==== SELECTED TEXT ====

Produced on: November 19, 2014

Course Format On Demand Audio

Taught by


Course Description

Time 68 minutes
Difficulty Advanced

This program is the second in a multi-part curriculum on investment-treaty law and arbitration by Stephen Anway, partner at Squire Patton Boggs and the 2014 Client Choice Award winner for arbitration in New York.  Whereas the first program provided a general overview to investment treaty law, the circumstances in which investment treaty protection is triggered, and jurisdictional bases of investment-treaty arbitration, this second program focuses on situations in which acts are attributable to the State under public international law, which State acts are capable of violating investment-treaties, and how investment treaty tribunals have interpreted the substantive protections of investment-treaties.

====

GIVEN INSTRUCTION 1: Reproduce the course description word for word from "Course Format On" to "protections of investment-treaties.".
GIVEN INSTRUCTION 2: Write what comes next in the investment-treaty course description, picking up after its final sentence.

==== INFORMATION GIVEN ====

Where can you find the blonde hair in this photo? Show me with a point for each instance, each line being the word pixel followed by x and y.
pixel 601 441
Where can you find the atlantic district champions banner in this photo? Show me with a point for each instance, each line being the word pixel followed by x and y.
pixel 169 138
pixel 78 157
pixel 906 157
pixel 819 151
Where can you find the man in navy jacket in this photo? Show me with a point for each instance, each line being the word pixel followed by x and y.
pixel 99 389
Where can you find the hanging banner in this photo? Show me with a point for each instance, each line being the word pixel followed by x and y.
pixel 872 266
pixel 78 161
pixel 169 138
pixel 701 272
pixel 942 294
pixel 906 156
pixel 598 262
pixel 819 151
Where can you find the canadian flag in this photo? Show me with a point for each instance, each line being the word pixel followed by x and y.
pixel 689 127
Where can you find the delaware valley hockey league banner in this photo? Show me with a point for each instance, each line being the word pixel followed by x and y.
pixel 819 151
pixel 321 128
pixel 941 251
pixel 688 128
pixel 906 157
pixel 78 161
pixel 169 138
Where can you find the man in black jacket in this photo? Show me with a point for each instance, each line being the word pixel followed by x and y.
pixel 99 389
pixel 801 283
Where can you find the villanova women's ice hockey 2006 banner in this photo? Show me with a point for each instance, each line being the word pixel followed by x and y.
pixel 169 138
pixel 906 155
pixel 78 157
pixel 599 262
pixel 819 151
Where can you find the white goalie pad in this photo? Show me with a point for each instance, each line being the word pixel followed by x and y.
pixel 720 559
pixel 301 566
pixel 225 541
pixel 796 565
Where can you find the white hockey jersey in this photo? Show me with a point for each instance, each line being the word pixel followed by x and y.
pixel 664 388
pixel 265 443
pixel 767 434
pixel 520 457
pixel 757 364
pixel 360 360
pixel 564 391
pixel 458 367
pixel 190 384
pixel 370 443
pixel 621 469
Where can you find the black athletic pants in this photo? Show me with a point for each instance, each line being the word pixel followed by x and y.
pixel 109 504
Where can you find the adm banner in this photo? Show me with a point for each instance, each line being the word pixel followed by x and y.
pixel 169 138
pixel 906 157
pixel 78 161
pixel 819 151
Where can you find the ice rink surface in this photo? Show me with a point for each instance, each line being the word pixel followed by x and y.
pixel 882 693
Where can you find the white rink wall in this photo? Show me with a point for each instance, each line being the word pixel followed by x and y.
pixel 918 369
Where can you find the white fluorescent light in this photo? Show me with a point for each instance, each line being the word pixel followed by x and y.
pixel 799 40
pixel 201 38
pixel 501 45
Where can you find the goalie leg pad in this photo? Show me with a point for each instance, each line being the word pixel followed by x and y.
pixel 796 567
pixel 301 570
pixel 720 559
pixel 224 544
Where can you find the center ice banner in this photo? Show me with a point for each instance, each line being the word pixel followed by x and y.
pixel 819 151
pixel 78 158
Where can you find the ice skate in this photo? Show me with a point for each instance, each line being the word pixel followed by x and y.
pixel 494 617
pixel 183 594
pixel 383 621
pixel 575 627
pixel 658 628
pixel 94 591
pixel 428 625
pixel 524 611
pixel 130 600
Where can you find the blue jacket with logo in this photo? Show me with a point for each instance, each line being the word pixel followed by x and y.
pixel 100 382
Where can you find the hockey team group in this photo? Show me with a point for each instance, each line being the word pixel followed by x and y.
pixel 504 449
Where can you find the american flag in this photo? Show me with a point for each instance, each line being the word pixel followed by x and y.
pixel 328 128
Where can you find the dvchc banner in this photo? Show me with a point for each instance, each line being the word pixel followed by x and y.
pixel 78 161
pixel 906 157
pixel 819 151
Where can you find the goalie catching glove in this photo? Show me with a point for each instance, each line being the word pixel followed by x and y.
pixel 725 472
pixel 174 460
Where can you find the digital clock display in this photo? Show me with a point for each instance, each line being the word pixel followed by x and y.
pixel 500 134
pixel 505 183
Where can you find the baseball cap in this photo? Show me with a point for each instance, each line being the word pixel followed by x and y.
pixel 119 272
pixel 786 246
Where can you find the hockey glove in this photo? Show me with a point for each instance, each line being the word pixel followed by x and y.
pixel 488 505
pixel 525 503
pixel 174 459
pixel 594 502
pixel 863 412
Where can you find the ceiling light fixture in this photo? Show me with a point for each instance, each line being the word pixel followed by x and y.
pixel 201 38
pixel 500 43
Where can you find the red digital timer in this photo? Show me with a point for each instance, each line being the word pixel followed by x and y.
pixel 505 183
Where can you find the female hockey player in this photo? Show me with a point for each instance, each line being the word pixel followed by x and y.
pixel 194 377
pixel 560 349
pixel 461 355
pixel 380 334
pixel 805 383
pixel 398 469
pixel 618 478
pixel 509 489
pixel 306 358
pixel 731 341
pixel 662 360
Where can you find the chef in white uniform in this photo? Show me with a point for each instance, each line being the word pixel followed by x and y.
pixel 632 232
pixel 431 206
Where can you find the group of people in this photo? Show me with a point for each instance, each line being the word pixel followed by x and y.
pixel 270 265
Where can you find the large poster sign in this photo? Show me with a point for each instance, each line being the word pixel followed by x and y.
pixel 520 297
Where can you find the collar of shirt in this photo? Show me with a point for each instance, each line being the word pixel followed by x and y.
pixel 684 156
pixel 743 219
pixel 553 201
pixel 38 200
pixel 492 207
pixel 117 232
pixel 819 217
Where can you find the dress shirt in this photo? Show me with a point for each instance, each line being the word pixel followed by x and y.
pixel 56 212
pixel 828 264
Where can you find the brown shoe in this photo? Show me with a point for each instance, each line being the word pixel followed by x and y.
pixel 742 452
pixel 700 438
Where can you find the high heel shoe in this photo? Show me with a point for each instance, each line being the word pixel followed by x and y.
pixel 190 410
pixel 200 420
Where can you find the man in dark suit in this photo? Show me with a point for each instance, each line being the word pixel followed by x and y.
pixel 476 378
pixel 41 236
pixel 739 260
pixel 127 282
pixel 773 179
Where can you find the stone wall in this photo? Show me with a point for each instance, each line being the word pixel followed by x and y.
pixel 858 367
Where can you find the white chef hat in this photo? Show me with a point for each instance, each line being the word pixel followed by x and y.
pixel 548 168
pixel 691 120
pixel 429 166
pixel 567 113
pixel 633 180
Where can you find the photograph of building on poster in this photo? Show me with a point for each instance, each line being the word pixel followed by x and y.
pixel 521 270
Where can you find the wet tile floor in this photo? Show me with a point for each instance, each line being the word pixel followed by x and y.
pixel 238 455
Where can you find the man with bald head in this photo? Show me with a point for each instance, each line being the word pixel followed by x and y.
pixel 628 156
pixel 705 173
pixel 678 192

====
==== INFORMATION GIVEN ====

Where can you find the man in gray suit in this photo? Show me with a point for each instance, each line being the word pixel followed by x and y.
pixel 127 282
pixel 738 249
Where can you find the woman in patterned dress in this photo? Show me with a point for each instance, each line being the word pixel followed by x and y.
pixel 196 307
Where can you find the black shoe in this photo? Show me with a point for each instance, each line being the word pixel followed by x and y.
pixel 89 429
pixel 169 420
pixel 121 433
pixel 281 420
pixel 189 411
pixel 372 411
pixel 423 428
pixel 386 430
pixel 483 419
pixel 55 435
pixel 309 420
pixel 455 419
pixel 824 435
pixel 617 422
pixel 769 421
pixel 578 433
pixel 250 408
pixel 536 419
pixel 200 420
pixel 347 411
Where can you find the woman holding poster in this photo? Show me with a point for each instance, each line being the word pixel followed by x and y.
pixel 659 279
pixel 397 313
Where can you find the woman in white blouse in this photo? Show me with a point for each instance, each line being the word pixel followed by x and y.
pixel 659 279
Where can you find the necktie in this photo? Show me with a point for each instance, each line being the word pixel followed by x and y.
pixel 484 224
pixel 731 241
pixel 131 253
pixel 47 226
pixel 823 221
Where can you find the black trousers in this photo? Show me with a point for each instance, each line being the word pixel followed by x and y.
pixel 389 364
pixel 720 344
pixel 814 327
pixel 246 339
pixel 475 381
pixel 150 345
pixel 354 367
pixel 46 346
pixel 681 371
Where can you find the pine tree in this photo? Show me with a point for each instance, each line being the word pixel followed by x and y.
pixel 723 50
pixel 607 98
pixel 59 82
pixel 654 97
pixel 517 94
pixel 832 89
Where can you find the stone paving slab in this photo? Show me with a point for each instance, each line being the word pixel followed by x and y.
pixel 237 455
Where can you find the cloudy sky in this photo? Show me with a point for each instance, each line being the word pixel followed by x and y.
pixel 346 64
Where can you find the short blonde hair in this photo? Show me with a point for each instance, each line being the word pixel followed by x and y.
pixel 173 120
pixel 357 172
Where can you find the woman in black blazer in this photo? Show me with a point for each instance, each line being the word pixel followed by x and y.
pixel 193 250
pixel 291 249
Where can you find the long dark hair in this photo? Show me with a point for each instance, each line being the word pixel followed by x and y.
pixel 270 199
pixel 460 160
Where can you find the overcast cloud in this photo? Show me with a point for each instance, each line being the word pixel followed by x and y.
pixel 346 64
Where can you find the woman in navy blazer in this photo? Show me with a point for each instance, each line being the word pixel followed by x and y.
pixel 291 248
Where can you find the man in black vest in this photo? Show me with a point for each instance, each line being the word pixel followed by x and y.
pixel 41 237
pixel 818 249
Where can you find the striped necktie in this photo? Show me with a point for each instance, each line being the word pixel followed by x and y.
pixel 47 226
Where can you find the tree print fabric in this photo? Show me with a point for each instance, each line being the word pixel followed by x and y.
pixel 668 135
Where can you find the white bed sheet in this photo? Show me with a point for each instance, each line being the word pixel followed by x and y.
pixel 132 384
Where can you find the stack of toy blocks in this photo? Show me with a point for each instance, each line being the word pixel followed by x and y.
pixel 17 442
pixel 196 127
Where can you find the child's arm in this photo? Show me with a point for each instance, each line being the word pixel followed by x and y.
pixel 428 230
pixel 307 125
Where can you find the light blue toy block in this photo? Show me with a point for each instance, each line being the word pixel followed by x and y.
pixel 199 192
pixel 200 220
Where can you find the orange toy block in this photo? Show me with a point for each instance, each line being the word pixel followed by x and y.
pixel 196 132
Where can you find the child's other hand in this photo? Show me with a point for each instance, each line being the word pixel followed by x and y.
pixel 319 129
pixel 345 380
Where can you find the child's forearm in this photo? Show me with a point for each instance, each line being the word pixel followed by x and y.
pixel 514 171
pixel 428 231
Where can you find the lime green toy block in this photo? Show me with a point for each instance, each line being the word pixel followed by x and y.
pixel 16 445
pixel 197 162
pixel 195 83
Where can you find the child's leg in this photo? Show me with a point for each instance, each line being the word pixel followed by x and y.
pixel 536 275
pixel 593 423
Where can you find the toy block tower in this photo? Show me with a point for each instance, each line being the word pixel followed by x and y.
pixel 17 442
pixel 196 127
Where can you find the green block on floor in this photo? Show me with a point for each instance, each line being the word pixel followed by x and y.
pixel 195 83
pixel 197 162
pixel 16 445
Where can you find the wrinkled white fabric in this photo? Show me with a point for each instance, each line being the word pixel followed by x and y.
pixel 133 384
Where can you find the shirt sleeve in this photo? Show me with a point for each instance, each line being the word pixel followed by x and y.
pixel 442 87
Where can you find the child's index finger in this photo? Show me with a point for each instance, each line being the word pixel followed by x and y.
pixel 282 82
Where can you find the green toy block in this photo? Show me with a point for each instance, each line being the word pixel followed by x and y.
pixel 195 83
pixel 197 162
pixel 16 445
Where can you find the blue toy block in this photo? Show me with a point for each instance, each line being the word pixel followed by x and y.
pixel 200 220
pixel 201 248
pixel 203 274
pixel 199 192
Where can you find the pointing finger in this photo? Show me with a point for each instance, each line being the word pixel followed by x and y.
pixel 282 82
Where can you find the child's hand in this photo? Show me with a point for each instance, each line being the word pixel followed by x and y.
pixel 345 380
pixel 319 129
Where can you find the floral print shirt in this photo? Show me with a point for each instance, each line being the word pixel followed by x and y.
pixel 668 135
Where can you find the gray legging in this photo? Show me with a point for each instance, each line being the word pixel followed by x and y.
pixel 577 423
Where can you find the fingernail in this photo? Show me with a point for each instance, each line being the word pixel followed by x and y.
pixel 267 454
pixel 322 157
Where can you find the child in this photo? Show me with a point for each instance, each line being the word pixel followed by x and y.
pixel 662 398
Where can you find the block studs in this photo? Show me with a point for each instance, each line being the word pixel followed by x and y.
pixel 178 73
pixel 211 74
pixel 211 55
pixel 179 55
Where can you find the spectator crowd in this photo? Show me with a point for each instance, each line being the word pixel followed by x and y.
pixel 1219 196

====
==== INFORMATION GIVEN ====

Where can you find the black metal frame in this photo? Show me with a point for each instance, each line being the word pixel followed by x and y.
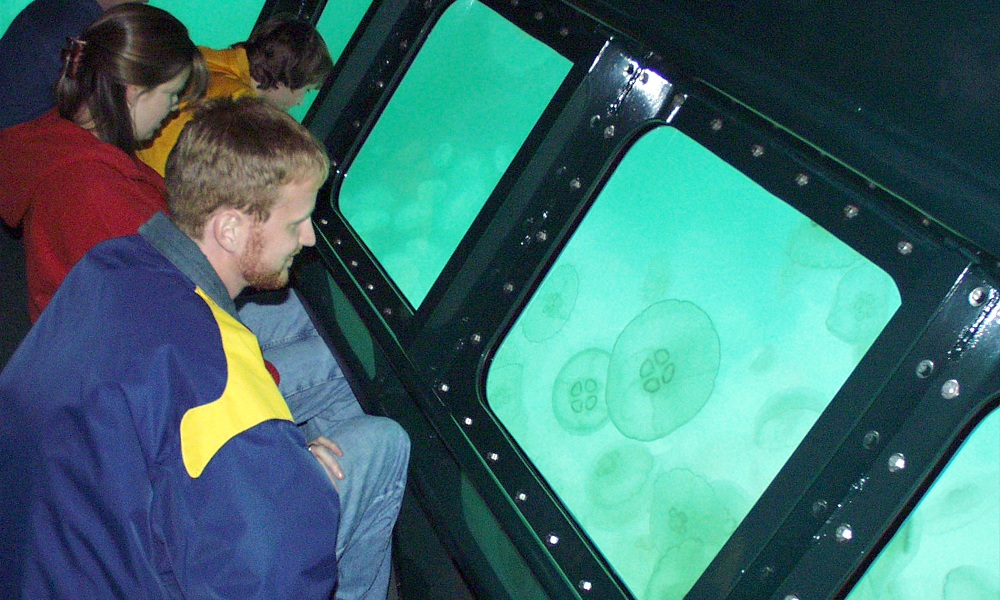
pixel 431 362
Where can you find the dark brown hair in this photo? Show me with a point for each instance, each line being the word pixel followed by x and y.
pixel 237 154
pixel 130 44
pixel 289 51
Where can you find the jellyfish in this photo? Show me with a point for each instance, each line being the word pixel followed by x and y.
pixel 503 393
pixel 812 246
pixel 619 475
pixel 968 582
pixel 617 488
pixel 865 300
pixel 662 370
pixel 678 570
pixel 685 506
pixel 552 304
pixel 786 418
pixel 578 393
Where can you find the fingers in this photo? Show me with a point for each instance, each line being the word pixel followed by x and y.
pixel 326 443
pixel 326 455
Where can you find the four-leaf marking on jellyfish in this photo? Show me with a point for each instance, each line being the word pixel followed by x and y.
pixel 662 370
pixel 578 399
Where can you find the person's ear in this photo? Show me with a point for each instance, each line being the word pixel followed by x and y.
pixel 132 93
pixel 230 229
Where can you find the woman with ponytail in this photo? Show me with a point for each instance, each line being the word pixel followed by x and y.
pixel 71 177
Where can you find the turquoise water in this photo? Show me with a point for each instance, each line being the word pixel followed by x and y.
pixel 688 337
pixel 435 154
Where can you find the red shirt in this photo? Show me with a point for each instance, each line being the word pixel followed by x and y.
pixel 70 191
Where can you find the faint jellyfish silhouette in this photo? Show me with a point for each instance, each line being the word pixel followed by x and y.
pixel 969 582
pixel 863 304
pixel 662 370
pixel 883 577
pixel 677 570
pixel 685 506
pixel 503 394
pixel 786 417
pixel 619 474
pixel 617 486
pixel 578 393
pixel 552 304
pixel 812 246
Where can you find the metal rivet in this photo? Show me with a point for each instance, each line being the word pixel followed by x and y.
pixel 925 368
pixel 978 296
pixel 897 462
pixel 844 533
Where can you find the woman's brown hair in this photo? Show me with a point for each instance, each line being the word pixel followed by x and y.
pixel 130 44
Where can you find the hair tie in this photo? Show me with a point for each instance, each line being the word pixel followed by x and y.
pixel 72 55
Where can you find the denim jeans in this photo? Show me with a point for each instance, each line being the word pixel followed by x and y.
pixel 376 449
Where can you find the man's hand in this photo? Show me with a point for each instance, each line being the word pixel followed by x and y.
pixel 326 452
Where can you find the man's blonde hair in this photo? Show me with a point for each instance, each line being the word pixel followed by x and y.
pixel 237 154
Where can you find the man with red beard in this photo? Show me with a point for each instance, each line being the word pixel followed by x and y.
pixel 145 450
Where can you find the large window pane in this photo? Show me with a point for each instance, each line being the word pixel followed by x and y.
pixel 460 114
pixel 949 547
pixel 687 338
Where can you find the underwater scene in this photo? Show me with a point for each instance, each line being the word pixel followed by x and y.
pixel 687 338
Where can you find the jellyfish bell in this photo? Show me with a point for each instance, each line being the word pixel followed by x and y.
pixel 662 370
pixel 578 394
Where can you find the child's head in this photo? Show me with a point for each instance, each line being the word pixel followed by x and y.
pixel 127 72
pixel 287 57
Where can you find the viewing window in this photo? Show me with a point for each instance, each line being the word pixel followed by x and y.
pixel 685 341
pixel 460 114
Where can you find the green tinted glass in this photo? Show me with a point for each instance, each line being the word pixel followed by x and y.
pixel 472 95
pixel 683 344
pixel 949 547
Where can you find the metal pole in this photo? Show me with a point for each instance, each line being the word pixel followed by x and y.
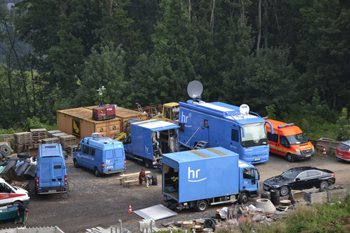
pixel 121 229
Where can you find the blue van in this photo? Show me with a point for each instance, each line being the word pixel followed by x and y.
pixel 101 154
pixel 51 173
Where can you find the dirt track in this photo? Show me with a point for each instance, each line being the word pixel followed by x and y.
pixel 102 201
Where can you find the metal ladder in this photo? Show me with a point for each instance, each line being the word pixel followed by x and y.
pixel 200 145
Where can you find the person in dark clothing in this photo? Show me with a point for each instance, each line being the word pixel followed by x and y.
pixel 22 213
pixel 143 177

====

FINAL ANSWER 1:
Course Format On Demand Audio

Taught by


Course Description

Time 68 minutes
Difficulty Advanced

This program is the second in a multi-part curriculum on investment-treaty law and arbitration by Stephen Anway, partner at Squire Patton Boggs and the 2014 Client Choice Award winner for arbitration in New York.  Whereas the first program provided a general overview to investment treaty law, the circumstances in which investment treaty protection is triggered, and jurisdictional bases of investment-treaty arbitration, this second program focuses on situations in which acts are attributable to the State under public international law, which State acts are capable of violating investment-treaties, and how investment treaty tribunals have interpreted the substantive protections of investment-treaties.

FINAL ANSWER 2:
With the explosion in the number of investment-treaties in the last two decades (now totaling more than 3,000), an increasing number of foreign investors began bringing treaty claims against host countries at the start of the 21st century.  The arbitral tribunals were thus called upon to write awards in which they ruled for the investor or the country and, in so doing, developed a body of case law regarding which States acts can violate public international law and interpreting these treaty provisions, applying them to common fact patterns.  That body of case law—which consists of more than 400 awards—informs our understanding of which acts are attributable to the State under public international law, which acts undertaken by the State (assuming attribution) are capable of violating investment-treaties, and the content of countries’ obligations under investment-treaties.  In this program, Mr. Anway analyzes these issues and discusses how international tribunals have analyzed them in arbitral awards.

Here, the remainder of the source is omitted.